What this exercise asks ▸
a: In the passage on the Holevo quantity for continuous ensembles, how is the state $\rho$ of the ensemble obtained from $\sigma_{XB}$?
b: Pick up the passage on the Holevo quantity for continuous ensembles right after its final sentence and keep going.

Text block ▸
************

Now define the ensemble with respect to a continuous probability distribution $p(x)$ ($\Sigma$ is no longer finite), e.g. the classical-quantum state associated with $\mathcal{E}$ becomes $$ \sigma_{XB} = \int_\Sigma dx p(x) |x\rangle \langle x | \otimes \rho_B^x, \tag{1} $$ and the state of the ensemble becomes $\rho = \text{Tr}_B (\sigma_{XB})$. Entropy $H(\rho)$ remains well-defined, and an equation for the Holevo quantity like \begin{align} \chi(\mathcal{E}) &:= H(\rho) - \int_\Sigma dx p(x) H( \rho_x) \tag{2} \end{align} doesn't seem wrong in any obvious way. On the other hand, Shannon entropy seems to fall apart for probability densities, and $\chi$ is implicitly describing a scenario in which a continuous variable $x$ will be measured.

************

Recorded data ▸
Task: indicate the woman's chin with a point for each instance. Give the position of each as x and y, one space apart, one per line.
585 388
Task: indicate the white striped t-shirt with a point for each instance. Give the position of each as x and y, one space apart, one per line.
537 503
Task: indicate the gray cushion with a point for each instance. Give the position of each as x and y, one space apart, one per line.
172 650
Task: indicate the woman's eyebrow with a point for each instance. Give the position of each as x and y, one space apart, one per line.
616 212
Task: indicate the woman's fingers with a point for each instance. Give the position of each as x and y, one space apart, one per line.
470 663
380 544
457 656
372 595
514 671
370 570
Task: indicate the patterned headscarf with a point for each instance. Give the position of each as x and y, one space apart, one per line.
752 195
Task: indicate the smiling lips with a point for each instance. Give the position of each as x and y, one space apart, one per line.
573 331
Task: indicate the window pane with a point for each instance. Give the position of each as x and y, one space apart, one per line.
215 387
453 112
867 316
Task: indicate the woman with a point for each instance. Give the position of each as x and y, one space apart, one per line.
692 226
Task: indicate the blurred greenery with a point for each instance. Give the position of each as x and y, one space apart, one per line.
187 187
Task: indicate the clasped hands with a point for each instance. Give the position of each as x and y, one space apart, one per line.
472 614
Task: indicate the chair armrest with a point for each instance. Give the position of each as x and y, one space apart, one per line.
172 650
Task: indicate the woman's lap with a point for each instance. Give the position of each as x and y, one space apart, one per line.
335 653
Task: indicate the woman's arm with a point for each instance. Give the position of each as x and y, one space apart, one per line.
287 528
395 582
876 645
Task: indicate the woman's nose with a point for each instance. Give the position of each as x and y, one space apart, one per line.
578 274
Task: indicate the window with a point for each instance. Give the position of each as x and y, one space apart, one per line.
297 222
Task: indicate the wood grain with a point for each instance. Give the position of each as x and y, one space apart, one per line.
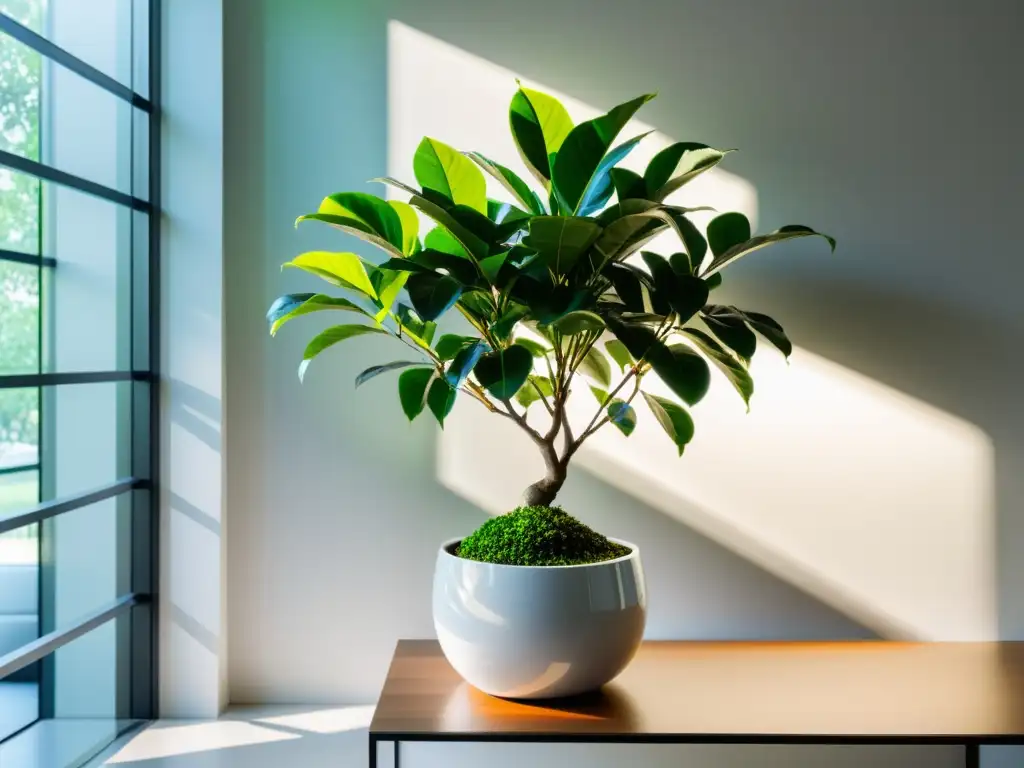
734 691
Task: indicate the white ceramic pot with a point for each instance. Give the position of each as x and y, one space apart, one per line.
538 632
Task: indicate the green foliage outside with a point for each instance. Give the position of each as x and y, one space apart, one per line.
538 536
555 289
19 206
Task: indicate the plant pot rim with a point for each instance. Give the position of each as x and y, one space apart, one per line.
445 551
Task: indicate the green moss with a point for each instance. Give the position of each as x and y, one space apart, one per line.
538 536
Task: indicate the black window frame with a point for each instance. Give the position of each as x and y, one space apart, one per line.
141 486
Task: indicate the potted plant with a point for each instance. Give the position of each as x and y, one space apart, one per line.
556 292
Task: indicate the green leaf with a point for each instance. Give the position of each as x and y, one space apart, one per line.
623 416
579 322
370 373
388 284
727 230
470 242
463 269
628 184
596 366
410 226
464 361
343 269
684 293
619 353
684 371
536 348
673 418
449 345
733 369
504 326
503 373
540 125
581 156
451 173
515 185
531 390
330 337
731 330
560 241
422 332
413 390
432 295
678 164
770 330
296 304
750 245
440 398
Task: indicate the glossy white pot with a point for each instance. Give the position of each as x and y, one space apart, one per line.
539 632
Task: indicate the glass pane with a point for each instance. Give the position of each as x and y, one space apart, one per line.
84 697
18 433
18 318
86 558
98 32
85 130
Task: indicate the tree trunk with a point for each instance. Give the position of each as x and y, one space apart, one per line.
543 493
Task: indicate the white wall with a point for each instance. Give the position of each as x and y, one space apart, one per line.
859 126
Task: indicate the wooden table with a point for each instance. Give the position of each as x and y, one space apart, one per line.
731 692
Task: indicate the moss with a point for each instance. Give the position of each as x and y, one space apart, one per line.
538 536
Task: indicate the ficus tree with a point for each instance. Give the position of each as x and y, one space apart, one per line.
556 288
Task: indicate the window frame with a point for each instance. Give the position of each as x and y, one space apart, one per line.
140 486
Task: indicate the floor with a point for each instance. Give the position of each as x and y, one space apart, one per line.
254 737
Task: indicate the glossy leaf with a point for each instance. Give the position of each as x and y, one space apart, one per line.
750 245
432 295
584 150
531 390
470 243
684 293
595 365
677 165
441 240
673 418
536 348
599 188
296 304
343 269
727 230
370 373
413 390
503 373
540 125
619 353
410 226
331 337
560 241
515 185
734 371
628 184
623 416
440 399
731 330
464 361
684 371
449 345
579 322
451 173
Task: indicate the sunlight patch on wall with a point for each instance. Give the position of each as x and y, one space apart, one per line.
867 499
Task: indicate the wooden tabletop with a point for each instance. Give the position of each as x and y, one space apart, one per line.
733 691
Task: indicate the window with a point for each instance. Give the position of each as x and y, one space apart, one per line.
78 287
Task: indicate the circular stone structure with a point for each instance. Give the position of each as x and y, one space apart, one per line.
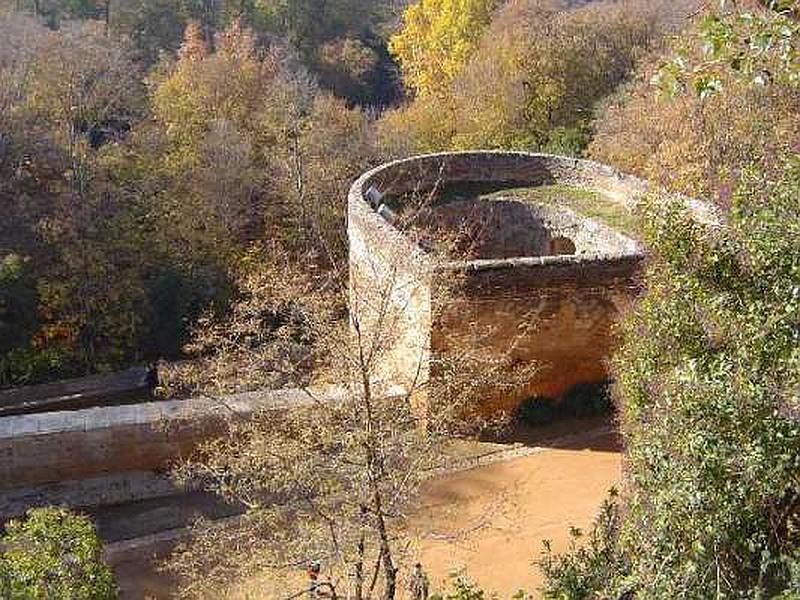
539 281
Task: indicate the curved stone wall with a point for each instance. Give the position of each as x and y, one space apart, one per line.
565 305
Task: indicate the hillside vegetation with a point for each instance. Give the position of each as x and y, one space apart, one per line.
173 178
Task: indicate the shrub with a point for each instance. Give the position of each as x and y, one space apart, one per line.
594 562
539 410
55 555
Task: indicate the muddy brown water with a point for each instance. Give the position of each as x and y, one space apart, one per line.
488 521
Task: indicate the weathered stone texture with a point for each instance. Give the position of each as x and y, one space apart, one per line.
557 311
46 448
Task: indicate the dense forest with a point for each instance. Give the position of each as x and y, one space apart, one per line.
173 177
150 150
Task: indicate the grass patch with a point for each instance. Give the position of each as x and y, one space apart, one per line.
589 203
586 202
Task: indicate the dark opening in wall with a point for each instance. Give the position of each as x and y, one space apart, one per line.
561 245
488 229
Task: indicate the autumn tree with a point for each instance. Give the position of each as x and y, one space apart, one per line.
436 40
694 129
329 477
537 74
709 366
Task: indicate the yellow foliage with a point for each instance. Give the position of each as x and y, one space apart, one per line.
693 145
437 39
532 81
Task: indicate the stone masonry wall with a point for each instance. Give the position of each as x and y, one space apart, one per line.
565 305
122 442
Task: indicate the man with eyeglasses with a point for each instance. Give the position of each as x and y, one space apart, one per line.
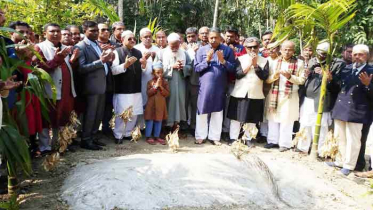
118 28
105 43
94 67
286 74
231 35
149 51
246 103
266 40
311 95
353 107
127 68
161 39
213 62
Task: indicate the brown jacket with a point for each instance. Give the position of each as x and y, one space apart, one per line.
156 108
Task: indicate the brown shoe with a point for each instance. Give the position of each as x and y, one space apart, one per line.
368 174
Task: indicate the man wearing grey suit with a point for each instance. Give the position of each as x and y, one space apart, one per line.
93 68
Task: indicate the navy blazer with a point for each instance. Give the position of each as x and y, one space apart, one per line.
354 101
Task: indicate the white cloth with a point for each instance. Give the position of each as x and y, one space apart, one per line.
49 51
45 141
304 146
121 102
147 74
280 133
349 135
235 129
287 105
211 130
308 116
370 143
121 130
250 86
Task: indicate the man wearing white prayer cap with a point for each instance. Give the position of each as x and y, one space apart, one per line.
177 65
149 51
127 68
353 107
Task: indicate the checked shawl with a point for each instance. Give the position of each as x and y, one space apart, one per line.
288 85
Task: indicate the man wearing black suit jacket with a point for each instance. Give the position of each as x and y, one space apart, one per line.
353 107
93 67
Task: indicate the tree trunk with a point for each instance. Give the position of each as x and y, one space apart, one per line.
120 9
12 180
216 13
320 110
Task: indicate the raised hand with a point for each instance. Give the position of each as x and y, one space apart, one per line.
75 55
365 78
220 56
129 61
286 74
210 53
9 83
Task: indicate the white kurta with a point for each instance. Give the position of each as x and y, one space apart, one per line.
287 105
147 74
121 102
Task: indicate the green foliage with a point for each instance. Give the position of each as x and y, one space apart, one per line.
12 204
154 27
63 12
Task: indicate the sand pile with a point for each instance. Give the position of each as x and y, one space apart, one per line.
156 181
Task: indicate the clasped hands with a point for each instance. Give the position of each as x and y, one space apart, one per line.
219 53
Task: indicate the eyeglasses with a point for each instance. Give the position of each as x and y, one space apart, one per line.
252 47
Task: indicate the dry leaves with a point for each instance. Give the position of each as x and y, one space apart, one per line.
173 140
330 147
126 116
65 138
253 130
239 148
136 134
51 161
301 136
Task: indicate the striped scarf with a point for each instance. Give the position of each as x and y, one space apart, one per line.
288 85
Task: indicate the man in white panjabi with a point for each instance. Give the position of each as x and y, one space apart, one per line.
283 100
177 66
149 51
308 110
127 69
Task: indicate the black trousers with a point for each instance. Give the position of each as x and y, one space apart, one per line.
93 114
191 99
360 164
108 112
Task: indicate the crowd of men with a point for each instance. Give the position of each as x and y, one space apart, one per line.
215 82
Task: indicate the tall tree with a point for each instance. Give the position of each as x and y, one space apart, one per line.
313 19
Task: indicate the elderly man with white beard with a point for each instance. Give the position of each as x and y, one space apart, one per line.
177 65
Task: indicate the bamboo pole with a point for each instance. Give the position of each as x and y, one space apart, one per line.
216 13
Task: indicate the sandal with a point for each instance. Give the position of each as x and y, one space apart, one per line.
199 141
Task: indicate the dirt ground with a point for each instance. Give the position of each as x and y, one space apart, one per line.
43 189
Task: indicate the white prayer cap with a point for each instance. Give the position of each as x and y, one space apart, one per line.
173 37
324 47
360 48
126 33
144 30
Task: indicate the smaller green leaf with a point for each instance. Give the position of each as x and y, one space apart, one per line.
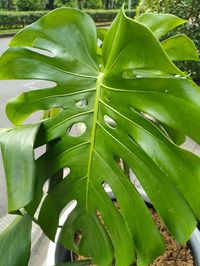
76 263
160 24
180 47
15 242
17 147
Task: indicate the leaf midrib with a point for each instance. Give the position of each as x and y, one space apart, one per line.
93 134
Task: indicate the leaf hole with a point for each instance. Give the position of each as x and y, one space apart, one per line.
77 129
122 165
107 98
109 121
39 151
66 172
78 237
108 190
81 103
149 117
66 211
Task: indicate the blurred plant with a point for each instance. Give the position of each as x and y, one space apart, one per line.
187 9
26 5
93 4
69 3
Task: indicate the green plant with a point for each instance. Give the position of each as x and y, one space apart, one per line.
188 9
27 5
130 104
93 4
69 3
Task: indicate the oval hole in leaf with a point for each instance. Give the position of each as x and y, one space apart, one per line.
108 190
109 121
66 211
34 118
149 117
81 103
107 98
39 151
77 129
78 237
45 187
66 172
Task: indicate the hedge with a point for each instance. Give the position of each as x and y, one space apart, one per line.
19 19
186 9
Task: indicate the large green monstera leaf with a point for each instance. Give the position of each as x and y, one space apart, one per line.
129 102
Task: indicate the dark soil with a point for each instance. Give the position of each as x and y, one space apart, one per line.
175 254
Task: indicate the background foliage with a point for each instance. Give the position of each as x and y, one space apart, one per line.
20 19
186 9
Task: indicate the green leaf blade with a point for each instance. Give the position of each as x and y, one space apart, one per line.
160 24
18 157
180 47
15 242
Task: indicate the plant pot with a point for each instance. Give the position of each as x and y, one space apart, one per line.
58 254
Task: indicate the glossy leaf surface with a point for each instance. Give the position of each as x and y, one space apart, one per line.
180 47
120 110
15 242
78 263
18 159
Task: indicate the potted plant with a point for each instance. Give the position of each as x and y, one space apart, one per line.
130 103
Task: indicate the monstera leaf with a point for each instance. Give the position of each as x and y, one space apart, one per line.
121 108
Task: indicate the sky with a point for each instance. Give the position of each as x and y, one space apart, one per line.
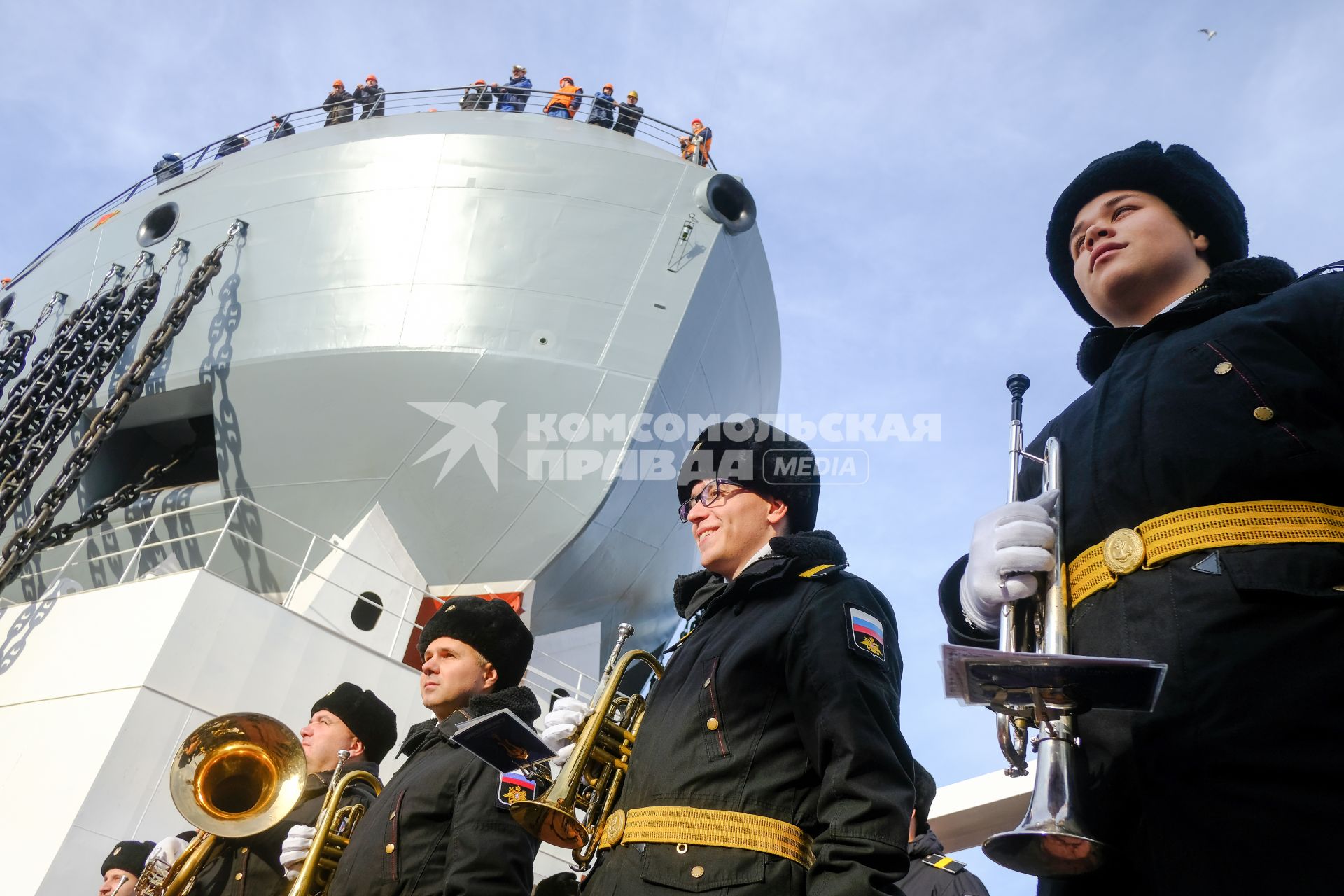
905 156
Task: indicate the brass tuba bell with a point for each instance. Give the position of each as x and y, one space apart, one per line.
233 777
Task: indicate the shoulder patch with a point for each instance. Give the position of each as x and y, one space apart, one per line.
945 862
515 786
866 634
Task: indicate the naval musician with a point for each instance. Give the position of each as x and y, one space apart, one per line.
350 718
771 760
1203 517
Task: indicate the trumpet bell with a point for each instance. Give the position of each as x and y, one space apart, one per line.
238 774
1050 841
550 824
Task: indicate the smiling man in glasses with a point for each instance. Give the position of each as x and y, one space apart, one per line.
771 758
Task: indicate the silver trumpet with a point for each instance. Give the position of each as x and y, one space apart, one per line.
1050 841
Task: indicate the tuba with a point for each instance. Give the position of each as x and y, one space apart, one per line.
592 778
1051 840
335 825
235 776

************

Responses to the tasks ▸
a: It is the partial trace of $\sigma_{XB}$ over $B$: $\rho = \text{Tr}_B(\sigma_{XB})$.

b:
But some other quantities seem sketchy, e.g. conditional min-entropy seems well defined but its interpretation in terms of optimal measurements feels off. E.g. trying to adapt the operational interpretation that the conditional min-entropy maximizes the state identification probability gives something like \begin{equation} 2^{-H_{min}(X|B)} = \max_{\{ \Lambda_B^x\}} \int_\Sigma dx p(x) \text{Tr}(\Lambda_B^x \rho_B^x) \tag{3} \end{equation} where the maximization is over all POVMs associating each element of $\Sigma$ with a positive operator in $A$. I do not have a good feel for whether this is a reasonable approach; I am again concerned with the idea that Bob is extracting a continuously-valued variable on his end in some way that would blow up the mutual information between his measurement and $X$ to infinity.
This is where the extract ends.